* **Problem requirements**
Could you copy the records below exactly, keeping none of the images?

* **Dataset extract**
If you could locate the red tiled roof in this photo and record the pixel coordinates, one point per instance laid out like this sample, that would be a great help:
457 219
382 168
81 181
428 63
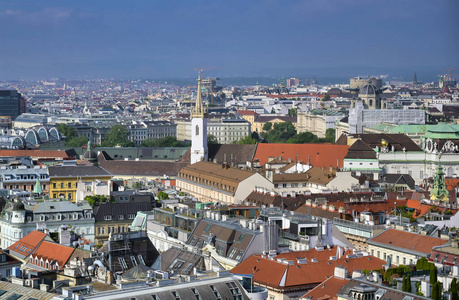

* **Solution to the problem**
If you could locate the red tiled roof in this photo and record the pixel coordinates, one point per instance laid out like this sample, that would be a great help:
457 219
382 168
81 181
428 63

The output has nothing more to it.